*PROBLEM REQUIREMENTS:*
The entries must be repeated verbatim, and their images left out.

*INPUT FOR THIS TASK:*
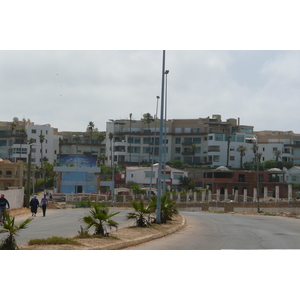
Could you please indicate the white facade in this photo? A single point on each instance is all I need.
(293, 175)
(50, 145)
(142, 176)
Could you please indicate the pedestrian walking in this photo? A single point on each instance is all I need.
(34, 204)
(44, 203)
(3, 203)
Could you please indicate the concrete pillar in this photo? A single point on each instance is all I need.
(255, 195)
(290, 192)
(236, 195)
(265, 194)
(209, 195)
(203, 195)
(245, 195)
(218, 195)
(277, 193)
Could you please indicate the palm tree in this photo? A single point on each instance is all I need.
(242, 150)
(142, 213)
(91, 126)
(9, 242)
(147, 118)
(102, 158)
(100, 219)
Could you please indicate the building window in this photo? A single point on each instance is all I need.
(240, 138)
(177, 176)
(219, 137)
(216, 158)
(149, 174)
(196, 140)
(188, 140)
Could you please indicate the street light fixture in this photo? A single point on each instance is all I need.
(165, 135)
(153, 148)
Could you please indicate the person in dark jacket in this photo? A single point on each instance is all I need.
(34, 204)
(3, 203)
(44, 203)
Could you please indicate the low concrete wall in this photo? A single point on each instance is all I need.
(15, 197)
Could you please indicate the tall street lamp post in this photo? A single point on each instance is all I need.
(165, 136)
(158, 206)
(153, 149)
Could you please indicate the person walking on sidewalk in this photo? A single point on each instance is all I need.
(34, 204)
(3, 203)
(44, 203)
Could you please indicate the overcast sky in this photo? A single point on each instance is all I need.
(68, 89)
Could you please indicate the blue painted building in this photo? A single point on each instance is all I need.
(77, 174)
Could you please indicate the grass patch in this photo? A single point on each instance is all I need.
(54, 240)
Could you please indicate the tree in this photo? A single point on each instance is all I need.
(228, 149)
(9, 242)
(100, 218)
(102, 158)
(147, 118)
(242, 150)
(168, 208)
(277, 154)
(186, 183)
(142, 213)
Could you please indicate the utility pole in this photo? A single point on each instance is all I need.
(28, 177)
(158, 206)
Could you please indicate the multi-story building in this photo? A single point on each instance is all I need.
(11, 174)
(203, 141)
(143, 175)
(83, 143)
(286, 142)
(14, 137)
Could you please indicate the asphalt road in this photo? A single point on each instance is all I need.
(60, 222)
(213, 231)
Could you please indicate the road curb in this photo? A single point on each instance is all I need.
(122, 245)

*WRITTEN SOLUTION:*
Could you please indicate the white facade in this photo? A single point on each instance is all I need.
(293, 175)
(50, 145)
(142, 176)
Could you please indicate the pedestrian walking in this photo? A single point on each instance is all I need.
(34, 204)
(44, 203)
(3, 203)
Could you please indicate the concrete pillar in this photo? A single point on each instance is all I need.
(255, 195)
(290, 192)
(236, 195)
(265, 194)
(209, 195)
(203, 195)
(245, 195)
(218, 195)
(277, 193)
Could you please indicate the palm tree in this photo? A single point on each instance is all I need.
(242, 150)
(142, 213)
(91, 126)
(9, 242)
(147, 118)
(102, 158)
(100, 219)
Could you please indicate the building window in this photo? A single point on each instance is all I need.
(240, 138)
(177, 176)
(219, 137)
(216, 158)
(149, 174)
(196, 140)
(188, 140)
Could you please indicate the street light fixture in this photo? A single point on each instance is all I need.
(165, 135)
(153, 148)
Could you please indicate the person in dark jacket in this photo? A single point on each instance is all I need.
(34, 204)
(3, 203)
(44, 203)
Could you please indicate the low concrete wall in this photo? A single point on each instance is all I need.
(15, 197)
Could you please indicate the tall street lamp post in this photo? A single point on each instance is all I need.
(165, 136)
(158, 206)
(153, 149)
Could you please indicate the person walking on sidewalk in this photo? A single point on each instance is all I need.
(34, 204)
(3, 203)
(44, 203)
Could you please indicate the overcast sky in this photo? A single point on each instance is all I need.
(68, 89)
Could you please indicate the blue painted building in this photo? A single point on each instance is all I need.
(77, 174)
Could you please indicate the grass patch in this photo? A single point on each instance is all I need.
(54, 240)
Could you please indicate the tree in this photo? A single point on each instance is all I need.
(228, 149)
(9, 242)
(100, 218)
(102, 158)
(147, 118)
(242, 150)
(168, 208)
(277, 154)
(186, 183)
(142, 213)
Could you please indicate the utility pole in this photo? A single point on each instance is all I need.
(28, 177)
(158, 206)
Could you please indicate the multi-story building in this photo? A single point on each instance is all I need.
(11, 174)
(203, 141)
(143, 175)
(83, 143)
(286, 142)
(14, 137)
Could you please indicate the asphalt road in this photo? A single point on each instance is all I need.
(60, 222)
(213, 231)
Could you please indicate the road curb in this photo? A single point on each instance is all I need.
(122, 245)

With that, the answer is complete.